** Start of Data entries **

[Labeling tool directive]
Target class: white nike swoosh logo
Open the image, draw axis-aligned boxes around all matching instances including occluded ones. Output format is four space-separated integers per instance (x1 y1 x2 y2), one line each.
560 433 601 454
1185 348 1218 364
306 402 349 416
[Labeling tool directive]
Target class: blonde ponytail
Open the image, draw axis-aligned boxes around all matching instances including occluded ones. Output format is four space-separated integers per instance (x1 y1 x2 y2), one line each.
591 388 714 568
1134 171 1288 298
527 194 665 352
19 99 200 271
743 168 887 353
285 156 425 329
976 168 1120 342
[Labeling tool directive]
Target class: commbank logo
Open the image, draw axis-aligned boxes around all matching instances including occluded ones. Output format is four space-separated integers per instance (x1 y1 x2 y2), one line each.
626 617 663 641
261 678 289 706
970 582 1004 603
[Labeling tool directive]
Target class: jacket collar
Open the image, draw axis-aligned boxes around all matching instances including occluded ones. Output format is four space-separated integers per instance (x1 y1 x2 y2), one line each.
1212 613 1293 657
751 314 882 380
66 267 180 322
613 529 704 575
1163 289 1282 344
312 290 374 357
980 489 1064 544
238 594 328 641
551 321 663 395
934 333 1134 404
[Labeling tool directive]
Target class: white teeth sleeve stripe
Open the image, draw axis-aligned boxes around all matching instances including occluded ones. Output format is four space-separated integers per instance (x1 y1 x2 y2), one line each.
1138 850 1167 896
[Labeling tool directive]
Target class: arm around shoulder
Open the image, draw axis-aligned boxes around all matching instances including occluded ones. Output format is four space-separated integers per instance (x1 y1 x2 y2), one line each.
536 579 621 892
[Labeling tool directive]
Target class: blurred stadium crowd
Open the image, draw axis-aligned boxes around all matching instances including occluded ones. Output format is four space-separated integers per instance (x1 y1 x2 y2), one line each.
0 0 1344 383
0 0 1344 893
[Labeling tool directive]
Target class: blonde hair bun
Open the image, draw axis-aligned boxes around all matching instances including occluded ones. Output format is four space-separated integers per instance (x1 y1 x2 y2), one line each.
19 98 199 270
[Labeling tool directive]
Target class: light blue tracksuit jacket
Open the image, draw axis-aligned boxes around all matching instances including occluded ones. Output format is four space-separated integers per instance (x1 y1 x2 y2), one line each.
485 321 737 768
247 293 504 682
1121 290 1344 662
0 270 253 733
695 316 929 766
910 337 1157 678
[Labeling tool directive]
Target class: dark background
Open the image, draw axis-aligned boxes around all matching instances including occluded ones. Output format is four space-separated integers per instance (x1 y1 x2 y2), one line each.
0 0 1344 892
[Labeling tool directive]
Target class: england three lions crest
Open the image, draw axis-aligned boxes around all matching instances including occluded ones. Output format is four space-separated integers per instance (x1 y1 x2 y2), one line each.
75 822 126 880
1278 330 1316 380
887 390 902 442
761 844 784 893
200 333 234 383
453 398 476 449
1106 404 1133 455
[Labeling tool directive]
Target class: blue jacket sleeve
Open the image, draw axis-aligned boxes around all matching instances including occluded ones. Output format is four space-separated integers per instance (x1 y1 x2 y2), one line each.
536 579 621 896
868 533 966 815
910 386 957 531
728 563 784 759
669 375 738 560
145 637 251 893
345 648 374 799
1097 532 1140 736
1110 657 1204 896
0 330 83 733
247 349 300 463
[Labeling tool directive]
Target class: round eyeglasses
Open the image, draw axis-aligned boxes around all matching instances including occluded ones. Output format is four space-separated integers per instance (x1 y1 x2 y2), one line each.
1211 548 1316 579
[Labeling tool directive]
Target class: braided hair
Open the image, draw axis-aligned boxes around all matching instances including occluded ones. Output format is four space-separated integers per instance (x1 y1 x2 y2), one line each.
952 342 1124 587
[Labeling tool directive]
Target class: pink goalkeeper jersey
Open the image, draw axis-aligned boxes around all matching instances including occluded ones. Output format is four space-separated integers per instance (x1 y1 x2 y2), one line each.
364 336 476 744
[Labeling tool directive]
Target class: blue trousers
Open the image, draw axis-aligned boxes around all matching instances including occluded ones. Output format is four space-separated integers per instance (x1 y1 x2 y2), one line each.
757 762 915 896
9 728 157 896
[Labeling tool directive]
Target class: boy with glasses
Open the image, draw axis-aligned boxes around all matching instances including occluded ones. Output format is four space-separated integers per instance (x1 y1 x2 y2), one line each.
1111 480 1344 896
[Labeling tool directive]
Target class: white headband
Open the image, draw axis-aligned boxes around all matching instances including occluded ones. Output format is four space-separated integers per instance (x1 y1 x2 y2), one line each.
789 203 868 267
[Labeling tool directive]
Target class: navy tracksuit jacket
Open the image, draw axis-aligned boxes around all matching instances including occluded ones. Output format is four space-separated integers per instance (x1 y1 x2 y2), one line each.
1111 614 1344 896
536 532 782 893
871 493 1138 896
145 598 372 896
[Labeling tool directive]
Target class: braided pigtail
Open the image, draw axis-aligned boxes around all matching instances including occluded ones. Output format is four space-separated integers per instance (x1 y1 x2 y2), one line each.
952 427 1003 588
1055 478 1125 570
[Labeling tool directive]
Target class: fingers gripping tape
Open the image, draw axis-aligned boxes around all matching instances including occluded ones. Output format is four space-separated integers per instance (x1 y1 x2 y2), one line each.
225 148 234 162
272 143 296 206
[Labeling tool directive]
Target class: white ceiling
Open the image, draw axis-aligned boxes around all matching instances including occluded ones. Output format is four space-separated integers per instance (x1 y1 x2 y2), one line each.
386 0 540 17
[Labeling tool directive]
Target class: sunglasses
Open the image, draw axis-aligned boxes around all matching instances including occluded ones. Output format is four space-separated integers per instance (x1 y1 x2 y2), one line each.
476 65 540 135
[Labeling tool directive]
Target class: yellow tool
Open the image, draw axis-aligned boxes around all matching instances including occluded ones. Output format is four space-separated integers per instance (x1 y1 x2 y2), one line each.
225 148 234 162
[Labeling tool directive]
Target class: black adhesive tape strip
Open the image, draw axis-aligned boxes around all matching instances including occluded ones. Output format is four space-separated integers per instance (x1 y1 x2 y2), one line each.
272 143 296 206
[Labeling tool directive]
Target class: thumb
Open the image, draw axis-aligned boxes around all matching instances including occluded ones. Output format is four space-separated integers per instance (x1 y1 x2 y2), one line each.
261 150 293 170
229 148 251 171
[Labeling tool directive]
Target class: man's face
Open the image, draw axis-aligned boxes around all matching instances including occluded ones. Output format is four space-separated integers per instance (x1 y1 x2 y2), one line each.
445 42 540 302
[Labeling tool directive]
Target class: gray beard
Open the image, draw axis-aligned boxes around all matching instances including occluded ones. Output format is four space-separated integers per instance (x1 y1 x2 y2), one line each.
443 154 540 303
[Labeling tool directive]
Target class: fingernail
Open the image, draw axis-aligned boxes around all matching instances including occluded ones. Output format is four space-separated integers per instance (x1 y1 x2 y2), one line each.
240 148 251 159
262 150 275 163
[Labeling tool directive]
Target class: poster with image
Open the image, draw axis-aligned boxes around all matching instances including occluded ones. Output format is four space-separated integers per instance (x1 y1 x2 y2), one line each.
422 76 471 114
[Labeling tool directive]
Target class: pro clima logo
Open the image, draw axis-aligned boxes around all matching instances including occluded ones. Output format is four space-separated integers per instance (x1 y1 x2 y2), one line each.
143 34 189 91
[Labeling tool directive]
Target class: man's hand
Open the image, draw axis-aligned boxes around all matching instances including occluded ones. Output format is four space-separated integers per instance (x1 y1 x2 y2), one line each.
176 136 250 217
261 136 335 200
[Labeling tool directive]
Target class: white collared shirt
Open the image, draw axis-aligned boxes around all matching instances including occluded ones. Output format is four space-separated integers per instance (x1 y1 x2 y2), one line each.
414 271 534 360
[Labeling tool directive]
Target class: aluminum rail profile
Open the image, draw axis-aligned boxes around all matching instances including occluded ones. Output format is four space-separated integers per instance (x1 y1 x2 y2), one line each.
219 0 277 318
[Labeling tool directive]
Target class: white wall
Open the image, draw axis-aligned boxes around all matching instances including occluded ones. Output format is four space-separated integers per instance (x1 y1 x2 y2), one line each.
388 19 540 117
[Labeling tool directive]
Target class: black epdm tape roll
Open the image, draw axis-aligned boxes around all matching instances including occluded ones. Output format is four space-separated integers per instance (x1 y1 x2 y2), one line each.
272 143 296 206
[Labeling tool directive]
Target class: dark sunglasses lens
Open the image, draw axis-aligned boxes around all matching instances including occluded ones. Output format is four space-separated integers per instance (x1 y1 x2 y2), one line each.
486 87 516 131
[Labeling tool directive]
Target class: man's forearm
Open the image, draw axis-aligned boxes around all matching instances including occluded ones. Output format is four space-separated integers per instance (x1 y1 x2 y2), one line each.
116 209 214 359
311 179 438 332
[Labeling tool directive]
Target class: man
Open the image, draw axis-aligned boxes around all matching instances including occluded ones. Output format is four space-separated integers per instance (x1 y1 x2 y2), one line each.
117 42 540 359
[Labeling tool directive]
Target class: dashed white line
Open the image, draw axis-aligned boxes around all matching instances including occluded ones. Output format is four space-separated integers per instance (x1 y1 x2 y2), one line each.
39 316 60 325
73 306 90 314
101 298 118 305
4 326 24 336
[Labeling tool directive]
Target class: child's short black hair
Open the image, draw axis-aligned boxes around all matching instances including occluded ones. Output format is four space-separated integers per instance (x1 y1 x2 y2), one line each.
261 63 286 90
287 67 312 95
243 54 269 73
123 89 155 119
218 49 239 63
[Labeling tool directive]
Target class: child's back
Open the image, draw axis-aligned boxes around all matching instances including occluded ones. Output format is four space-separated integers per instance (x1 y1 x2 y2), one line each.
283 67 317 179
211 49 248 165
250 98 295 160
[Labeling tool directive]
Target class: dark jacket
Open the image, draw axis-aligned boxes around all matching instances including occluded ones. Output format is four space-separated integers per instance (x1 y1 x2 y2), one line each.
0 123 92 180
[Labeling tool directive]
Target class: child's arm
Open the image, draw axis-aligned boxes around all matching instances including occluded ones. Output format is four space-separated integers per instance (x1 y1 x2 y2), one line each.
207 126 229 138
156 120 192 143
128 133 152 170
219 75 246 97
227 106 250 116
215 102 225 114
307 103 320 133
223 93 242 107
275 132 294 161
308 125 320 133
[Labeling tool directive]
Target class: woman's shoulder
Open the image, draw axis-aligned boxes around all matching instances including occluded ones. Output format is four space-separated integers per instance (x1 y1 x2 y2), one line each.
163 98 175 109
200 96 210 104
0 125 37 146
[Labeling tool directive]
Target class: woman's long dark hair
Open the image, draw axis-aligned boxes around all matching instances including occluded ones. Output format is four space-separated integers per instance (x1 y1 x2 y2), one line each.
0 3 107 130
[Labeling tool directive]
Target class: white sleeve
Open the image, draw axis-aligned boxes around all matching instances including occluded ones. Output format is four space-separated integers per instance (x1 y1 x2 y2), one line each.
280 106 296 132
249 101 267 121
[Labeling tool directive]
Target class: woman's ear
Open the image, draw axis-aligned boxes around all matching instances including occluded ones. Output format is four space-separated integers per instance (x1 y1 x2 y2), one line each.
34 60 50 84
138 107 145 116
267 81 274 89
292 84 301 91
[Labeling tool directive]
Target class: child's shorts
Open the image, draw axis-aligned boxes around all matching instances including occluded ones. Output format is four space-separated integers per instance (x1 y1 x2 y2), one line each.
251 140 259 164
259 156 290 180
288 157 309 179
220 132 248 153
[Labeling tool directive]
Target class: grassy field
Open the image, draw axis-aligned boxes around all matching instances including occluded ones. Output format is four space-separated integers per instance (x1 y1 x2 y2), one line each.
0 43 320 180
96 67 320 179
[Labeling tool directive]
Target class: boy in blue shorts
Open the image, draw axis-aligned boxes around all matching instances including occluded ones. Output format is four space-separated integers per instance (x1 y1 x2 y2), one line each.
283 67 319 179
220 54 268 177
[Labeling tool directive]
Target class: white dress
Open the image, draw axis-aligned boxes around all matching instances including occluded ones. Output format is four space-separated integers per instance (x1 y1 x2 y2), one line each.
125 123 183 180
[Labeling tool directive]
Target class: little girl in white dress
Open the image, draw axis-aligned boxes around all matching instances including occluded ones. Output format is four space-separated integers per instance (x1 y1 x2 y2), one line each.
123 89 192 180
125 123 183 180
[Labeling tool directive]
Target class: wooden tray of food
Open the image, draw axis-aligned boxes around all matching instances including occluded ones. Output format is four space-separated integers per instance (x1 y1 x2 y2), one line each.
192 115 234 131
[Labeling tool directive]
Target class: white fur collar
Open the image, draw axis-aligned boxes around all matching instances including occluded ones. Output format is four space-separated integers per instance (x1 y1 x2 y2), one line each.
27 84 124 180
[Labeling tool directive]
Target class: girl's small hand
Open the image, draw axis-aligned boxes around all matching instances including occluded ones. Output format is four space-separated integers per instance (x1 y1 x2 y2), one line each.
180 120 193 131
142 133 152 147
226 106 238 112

** End of Data entries **

> **Task description**
Format the entries from the start through the line containing "306 402 349 416" as a two-column CSV with the headers request and answer. Give one row per entry, with its text in request and its answer in answer, quote each field, and replace line breaks with spaces.

> **Full answer**
request,answer
"[Labeling tool directive] Target class: white nike swoosh logo Open the image, draw axis-aligned boxes around all matching instances including occluded ones. Output format is four space-separated integers per instance (x1 y1 x2 y2), one line each.","560 433 601 454 1185 348 1218 364 306 402 349 416"